§ **Given instruction 1**: List every person the Trident text mentions by name.
----- Text block -----
I thought this deserved an answer, so I phoned Chris this afternoon. He said that he had not changed his mind from the last leadership contest, but Ming had made it clear that this was a key issue for his leadership and that there was shadow cabinet collective responsibility on the matter. Moreover, the position effectively postponed a decision to 2010 at the time of the non-proliferation treaty review. As the close runner-up to Ming, Chris didn’t feel it was in the interests of the party for him to provoke a crisis by publicly breaking from the leader with local elections coming so soon.

It seems to me that this leadership contest offers a chance for him to show that he would offer conference honest choices on tough issues, rather than dodge difficult debates for the sake of fake consensus. This contest will not on its own change our party policy on Trident, but it will decide how we deal with issues like it in the future – and give a mandate to allow Chris to re-open the Trident question to a real debate at conference.

Also, for the record, Chris is not a doctrinaire unilateralist; he thinks Trident is a poor purchase for Britain on cost and benefit and that it will squeeze the resources available to conventional forces. A smaller independent deterrent could be in the frame.

Comments»

1. Trident: what the Lib Dem blogosphere’s been saying | Liberal Democrat Voice - October 29, 2007

[...] position is further clarified on the LibDems4Chris website: … for the record, Chris is not a doctrinaire unilateralist; he thinks Trident is a poor [...]

2. Richard Coe - November 7, 2007

The intellectual somersaults the party has undertaken over trident are ridiculous. The debate is essentially that the Alliance had back in the 1980s when Mrs Thatcher first ordered Trident. Chris Huhne’s policy is that the Alliance adopted then.

It is essentially dishonest to suggest there can be a compromise position between Trident or another Ballistic system and unilateralism.
----- Stored rows -----
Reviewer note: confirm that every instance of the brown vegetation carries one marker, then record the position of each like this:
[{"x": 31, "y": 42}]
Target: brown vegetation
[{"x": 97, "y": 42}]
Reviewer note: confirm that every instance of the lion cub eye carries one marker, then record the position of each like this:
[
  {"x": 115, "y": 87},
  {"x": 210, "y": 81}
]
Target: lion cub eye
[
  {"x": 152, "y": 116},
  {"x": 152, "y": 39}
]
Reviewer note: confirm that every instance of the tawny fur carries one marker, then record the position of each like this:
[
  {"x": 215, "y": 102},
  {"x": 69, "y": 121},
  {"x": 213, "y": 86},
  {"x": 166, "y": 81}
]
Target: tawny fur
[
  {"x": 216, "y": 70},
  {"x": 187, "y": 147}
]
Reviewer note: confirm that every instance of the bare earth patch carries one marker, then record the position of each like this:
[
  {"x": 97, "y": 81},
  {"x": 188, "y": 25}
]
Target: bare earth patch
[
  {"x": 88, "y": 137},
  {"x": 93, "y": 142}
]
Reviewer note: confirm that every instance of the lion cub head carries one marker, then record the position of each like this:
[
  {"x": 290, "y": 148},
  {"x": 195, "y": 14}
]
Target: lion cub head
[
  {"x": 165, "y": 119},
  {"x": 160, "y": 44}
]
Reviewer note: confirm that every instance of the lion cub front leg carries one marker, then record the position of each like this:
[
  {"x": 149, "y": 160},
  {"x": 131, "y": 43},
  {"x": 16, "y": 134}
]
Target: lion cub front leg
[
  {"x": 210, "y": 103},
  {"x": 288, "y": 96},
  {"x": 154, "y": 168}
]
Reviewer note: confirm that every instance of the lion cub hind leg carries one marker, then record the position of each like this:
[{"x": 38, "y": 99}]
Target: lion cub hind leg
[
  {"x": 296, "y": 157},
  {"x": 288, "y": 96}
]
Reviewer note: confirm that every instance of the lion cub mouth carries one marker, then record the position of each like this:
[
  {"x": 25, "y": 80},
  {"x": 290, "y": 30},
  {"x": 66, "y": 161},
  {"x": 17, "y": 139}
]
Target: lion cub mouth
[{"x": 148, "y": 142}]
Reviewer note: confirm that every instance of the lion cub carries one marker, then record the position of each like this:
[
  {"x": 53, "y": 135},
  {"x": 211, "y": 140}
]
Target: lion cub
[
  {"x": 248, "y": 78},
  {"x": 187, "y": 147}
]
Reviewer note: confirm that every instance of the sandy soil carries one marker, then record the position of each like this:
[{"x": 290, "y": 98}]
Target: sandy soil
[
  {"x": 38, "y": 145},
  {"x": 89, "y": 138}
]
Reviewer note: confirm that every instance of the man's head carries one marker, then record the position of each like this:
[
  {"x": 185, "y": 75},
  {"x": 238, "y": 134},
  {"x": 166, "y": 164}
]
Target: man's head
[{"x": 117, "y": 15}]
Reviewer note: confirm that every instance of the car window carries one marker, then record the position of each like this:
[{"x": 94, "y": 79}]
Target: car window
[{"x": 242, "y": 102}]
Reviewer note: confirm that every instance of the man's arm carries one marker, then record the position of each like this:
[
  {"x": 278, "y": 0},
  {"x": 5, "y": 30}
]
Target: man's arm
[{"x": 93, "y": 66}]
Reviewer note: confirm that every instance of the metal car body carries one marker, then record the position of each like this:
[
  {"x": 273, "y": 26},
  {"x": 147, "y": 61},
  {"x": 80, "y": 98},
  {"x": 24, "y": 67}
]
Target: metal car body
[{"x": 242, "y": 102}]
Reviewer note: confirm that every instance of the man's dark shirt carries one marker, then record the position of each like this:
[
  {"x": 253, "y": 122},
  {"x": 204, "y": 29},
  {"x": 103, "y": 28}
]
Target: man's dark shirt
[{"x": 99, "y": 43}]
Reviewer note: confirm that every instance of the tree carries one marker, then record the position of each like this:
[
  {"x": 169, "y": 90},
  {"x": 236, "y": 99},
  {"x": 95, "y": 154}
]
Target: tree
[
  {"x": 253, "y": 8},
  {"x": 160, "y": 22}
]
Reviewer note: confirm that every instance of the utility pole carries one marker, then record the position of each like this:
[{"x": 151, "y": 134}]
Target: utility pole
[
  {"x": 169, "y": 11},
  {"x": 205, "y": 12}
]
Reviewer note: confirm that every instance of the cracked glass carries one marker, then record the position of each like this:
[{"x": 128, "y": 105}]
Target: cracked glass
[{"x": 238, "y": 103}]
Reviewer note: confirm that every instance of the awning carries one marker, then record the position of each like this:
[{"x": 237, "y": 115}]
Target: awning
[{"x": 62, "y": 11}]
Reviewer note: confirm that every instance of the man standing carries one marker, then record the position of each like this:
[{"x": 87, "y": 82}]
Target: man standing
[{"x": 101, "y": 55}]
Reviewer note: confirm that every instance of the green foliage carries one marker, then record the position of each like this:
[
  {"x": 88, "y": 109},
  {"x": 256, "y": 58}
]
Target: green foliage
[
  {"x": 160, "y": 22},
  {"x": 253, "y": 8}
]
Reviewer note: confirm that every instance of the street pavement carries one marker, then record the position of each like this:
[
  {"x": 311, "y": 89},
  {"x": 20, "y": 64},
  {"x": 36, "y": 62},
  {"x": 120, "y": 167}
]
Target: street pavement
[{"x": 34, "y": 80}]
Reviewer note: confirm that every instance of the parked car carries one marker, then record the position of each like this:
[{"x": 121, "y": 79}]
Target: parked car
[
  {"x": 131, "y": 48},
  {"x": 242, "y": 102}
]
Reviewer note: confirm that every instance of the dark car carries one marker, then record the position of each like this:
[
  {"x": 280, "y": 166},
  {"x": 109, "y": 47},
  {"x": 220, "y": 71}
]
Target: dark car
-----
§ **Given instruction 2**: In the listing, take everything from the line containing "Reviewer note: confirm that every instance of the dark" down to the end of the listing. Return those lines with "dark car" swapped for "black car".

§ **Written reply 1**: Chris (Chris Huhne), Ming, Richard Coe, Mrs Thatcher

§ **Written reply 2**:
Reviewer note: confirm that every instance of the black car carries one marker, then record the position of each like this:
[
  {"x": 280, "y": 166},
  {"x": 109, "y": 47},
  {"x": 220, "y": 71}
]
Target: black car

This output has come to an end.